### Data supplied

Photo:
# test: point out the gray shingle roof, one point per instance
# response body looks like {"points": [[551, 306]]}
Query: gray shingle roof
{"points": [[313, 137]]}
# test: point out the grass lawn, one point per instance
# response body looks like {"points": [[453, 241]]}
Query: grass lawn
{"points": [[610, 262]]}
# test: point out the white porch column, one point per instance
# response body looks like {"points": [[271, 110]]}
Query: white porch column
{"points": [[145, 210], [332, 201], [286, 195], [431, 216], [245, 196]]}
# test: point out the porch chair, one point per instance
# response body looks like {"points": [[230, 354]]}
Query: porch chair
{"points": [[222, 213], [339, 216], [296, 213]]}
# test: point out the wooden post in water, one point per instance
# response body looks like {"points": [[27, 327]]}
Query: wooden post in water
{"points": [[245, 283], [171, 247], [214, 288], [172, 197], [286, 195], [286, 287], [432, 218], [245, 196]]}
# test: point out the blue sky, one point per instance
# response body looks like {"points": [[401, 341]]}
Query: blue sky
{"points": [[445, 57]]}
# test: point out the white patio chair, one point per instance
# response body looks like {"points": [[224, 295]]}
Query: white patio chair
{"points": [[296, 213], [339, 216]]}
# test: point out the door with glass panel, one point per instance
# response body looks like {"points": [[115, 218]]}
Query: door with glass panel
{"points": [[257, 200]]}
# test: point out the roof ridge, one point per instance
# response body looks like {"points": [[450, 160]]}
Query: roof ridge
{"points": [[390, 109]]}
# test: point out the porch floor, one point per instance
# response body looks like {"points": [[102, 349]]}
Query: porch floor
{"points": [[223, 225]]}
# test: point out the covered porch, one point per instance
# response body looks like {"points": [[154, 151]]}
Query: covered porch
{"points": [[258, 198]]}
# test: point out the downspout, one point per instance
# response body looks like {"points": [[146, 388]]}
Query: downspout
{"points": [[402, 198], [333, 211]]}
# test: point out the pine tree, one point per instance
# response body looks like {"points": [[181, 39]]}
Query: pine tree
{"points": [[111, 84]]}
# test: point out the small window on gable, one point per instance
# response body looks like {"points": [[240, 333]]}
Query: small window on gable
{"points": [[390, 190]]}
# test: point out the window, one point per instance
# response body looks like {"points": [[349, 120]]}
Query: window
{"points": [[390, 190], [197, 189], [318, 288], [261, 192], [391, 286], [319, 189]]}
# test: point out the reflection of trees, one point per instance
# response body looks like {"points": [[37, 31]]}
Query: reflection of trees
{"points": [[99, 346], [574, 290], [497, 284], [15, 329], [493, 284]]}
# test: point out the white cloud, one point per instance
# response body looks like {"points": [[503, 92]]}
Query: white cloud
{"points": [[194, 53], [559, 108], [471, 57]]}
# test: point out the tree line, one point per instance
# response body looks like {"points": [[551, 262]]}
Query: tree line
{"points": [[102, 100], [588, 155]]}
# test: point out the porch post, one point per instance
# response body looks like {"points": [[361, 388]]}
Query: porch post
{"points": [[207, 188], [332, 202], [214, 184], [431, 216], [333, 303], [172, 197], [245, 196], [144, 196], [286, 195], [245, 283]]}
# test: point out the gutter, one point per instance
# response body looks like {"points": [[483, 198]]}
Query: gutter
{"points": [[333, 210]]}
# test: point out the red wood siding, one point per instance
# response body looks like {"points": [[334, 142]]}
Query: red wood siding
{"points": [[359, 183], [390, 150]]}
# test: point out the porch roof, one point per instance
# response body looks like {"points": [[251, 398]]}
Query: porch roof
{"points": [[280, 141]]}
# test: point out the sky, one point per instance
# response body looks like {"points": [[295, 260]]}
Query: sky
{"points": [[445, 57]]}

######

Retype the listing from above, matching it exactly.

Your solution:
Photo:
# test: point out the gray shingle roof, one point per instance
# response body looks like {"points": [[551, 306]]}
Query: gray shingle roof
{"points": [[313, 137]]}
# test: point out the grass lawn, one point per instance
# response body looks like {"points": [[453, 241]]}
Query: grass lawn
{"points": [[610, 262]]}
# test: point out the white porch column, one point per instance
# response body looks like {"points": [[271, 110]]}
Query: white porch column
{"points": [[145, 210], [332, 201], [286, 195], [431, 216], [245, 196]]}
# test: point out the porch chair, one point per instance
# response body looks like {"points": [[230, 354]]}
Query: porch chair
{"points": [[222, 213], [339, 216], [296, 213]]}
# test: point out the wooden post in water, one point per instance
# response body looks like {"points": [[27, 327]]}
Query: wooden post in water
{"points": [[245, 283], [171, 247], [214, 288], [172, 197], [286, 195], [286, 287], [432, 218], [245, 196]]}
# test: point out the blue sky, one point per instance
# response body looks like {"points": [[401, 341]]}
Query: blue sky
{"points": [[445, 57]]}
# test: point out the white patio chair, one point per instance
# response body looks like {"points": [[224, 295]]}
Query: white patio chair
{"points": [[296, 213], [339, 216]]}
# test: point out the door with glass panel, one point per instance
# response body looks like {"points": [[115, 218]]}
Query: door with glass panel
{"points": [[257, 200]]}
# test: point out the roof ridge, one point per instance
# response body looks like {"points": [[450, 160]]}
Query: roof ridge
{"points": [[390, 109]]}
# test: point out the porch floor, one point per instance
# response body looks like {"points": [[102, 349]]}
Query: porch floor
{"points": [[223, 225]]}
# test: point out the covered porch, one point per instance
# response body looks like {"points": [[154, 151]]}
Query: covered porch
{"points": [[258, 198]]}
# test: point out the downspout, one point per instance
# response body looks like {"points": [[146, 388]]}
Query: downspout
{"points": [[402, 198], [333, 211]]}
# test: point out the pine tree, one point per instance
# response body looks like {"points": [[181, 39]]}
Query: pine tree
{"points": [[111, 84]]}
# test: point out the small window on gable, one point per instance
# response body looks like {"points": [[240, 333]]}
Query: small window on gable
{"points": [[390, 190]]}
# test: point out the window, one point per instance
# response body looks like {"points": [[349, 120]]}
Query: window
{"points": [[390, 190], [197, 189], [318, 288], [261, 192], [391, 286], [319, 189]]}
# test: point out the reflection of trees, one point per instance
# response body looks like {"points": [[37, 31]]}
Query: reflection of trees
{"points": [[99, 346], [574, 290], [497, 284], [15, 329], [493, 284]]}
# test: point out the white cloud, one point per instance
# response body looks like {"points": [[503, 92]]}
Query: white cloud
{"points": [[194, 53], [559, 108], [471, 57]]}
# test: point out the tree line, one point per instance
# response body looks like {"points": [[551, 262]]}
Query: tree line
{"points": [[102, 100], [588, 155]]}
# test: point out the porch post, one point per instance
# response body looks like {"points": [[361, 388]]}
Query: porch post
{"points": [[207, 188], [332, 202], [214, 184], [431, 216], [333, 303], [172, 197], [245, 196], [144, 196], [286, 195], [245, 283]]}
# test: point out the gutter, one point per instance
# response body looks like {"points": [[483, 198]]}
Query: gutter
{"points": [[333, 210]]}
# test: point out the red wood siding, one point per instance
# response body looks like {"points": [[334, 142]]}
Query: red wood siding
{"points": [[359, 183], [390, 150]]}
# test: point out the porch roof, one point per instance
# response body looks like {"points": [[251, 398]]}
Query: porch roof
{"points": [[280, 141]]}
# test: point out the sky, one point per instance
# response body looks like {"points": [[295, 260]]}
Query: sky
{"points": [[445, 57]]}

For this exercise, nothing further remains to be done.